**SOURCE PASSAGE:**
Start of Block

In terms of resources, I think we could design out the CPS, the need for the judicial element to consist of expensive lawyers, use this element instead of elected police commissioners and remove many senior police ranks, the IPCC and look to further savings by a less adversarial CJS and reliance on dated concepts in evidence such as ‘credibility’ and in some cases ‘proof’ through a more discursive yet binding approach.

One thing clear in the IPCC report is the absence of senior officers (amazing given the lack of a domestic violence policy for 18 months) giving advice or being available to give any.  Several should be sacked and the disciplinary record of the poor sods trying to actually do the job, however badly, expunged.

I believe our cops are much worse than our general public image of them – they are much more unpopular amongst people with recent experience of problems needing police support.  That a statement like this is so often received as criticism of all officers is also a statement of the paranoid-schizoid position cops take too easily.  Police always make out their job is very difficult, but rather than using this as an excuse, we should be looking for the reasons why the job is so difficult and solutions to it.

Even in proposing immediate referral of many street issues to an investigative court, I’m aware that the worst court in Britain is the Family Court and this is stacked out with professional advice.  This court is so bad it keeps its proceedings secret.  We need something quick with follow-through, using mediation with enforceable arbitration.

National Service and a New National Language

The BBM Bruni handgun found at the scene of Mark Duggan’s shooting is probably one of the starting pistols that could be legally held until June 2010.  It was classified as a prohibited weapon because it could be easily machined to fire live rounds.  There was a police amnesty on these weapons and many were handed in.  Some converted weapons turned up in criminal activity.

A week after the shooting we know very little except that two shots were fired by police, both hitting Mr.Duggan, one killing him and one probably the one that lodged in an officer’s radio.  The IPCC are out appealing for witnesses and have presumably, belatedly, interviewed the minicab driver.  There seems some suggestion police initially gave the IPCC the impression there was an exchange of fire.  A bullet was ‘up the spout’ in the Bruni.

End of Block

**SUPPLIED MATERIAL:**
Start of Block

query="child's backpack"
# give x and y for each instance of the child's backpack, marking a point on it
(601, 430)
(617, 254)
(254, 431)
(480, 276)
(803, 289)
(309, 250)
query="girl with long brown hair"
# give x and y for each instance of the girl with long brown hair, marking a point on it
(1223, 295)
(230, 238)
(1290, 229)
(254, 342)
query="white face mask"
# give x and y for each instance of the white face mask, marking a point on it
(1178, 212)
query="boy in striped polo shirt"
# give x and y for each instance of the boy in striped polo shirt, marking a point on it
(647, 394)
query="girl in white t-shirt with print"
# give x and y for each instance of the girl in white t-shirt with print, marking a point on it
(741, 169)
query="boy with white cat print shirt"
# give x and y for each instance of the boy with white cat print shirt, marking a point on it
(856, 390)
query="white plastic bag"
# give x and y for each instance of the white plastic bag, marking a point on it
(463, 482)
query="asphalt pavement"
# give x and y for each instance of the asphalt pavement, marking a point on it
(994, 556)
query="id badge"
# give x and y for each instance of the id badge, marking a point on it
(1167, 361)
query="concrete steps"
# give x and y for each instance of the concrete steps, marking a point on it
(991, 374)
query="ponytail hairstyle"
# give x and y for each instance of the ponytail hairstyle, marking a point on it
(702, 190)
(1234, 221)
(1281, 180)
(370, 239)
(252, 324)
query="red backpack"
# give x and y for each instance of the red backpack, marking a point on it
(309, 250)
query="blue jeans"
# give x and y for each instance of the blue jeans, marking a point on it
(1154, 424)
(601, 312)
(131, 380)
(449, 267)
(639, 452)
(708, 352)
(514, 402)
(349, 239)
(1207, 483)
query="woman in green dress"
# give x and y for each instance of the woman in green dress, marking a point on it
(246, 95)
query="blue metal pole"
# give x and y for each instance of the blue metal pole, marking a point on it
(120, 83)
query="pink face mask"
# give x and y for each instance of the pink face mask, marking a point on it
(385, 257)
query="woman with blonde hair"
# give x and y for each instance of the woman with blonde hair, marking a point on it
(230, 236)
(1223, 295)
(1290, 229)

End of Block

**ASSIGNED TASK 1:** Update the part of the commentary on policing that opens with the words containing "Even in proposing" and closes with "in criminal activity.", replacing "mediation" with "conciliation".
**ASSIGNED TASK 2:** According to the commentary on policing, until what month and year could starting pistols like the BBM Bruni be legally held?
**ASSIGNED TASK 3:** Pick up the commentary on policing after its final sentence and keep writing.

**WRITTEN RESPONSE 1:**
Even in proposing immediate referral of many street issues to an investigative court, I’m aware that the worst court in Britain is the Family Court and this is stacked out with professional advice.  This court is so bad it keeps its proceedings secret.  We need something quick with follow-through, using conciliation with enforceable arbitration.

National Service and a New National Language

The BBM Bruni handgun found at the scene of Mark Duggan’s shooting is probably one of the starting pistols that could be legally held until June 2010.  It was classified as a prohibited weapon because it could be easily machined to fire live rounds.  There was a police amnesty on these weapons and many were handed in.  Some converted weapons turned up in criminal activity.

**WRITTEN RESPONSE 2:** June 2010.

**WRITTEN RESPONSE 3:**
In the meantime Mr. Duggan has been described as a ganster, the impression given that police were involved in an ‘exchange of fire’ and officers not culpable.  The issue isn’t really whether the officers involved acted appropriately – though this is obviously important to Mr. Duggan’s family.

The wider problem concerns press reporting, the nature of investigations into police and investigations generally and what and when we should be told about the enquiries, particularly as our courts take a view on this and a case may be influenced (should it in modern times?)

We have seen riots over English cities, ‘sparked’ in some unknown extent by the people who marched on Tottenham police station, feeling close family had not been told enough, treated properly and through feelings of injustice.  I can remember similar in Manchester 30 years ago – though although there was a disorder, there was no looting.  The accused in this instance did not deserve the ‘support’ and was a cheap hood.  A Test against Australia was also cancelled by people supporting George Davis spoiling the pitch – he was later caught on camera in a bank raid.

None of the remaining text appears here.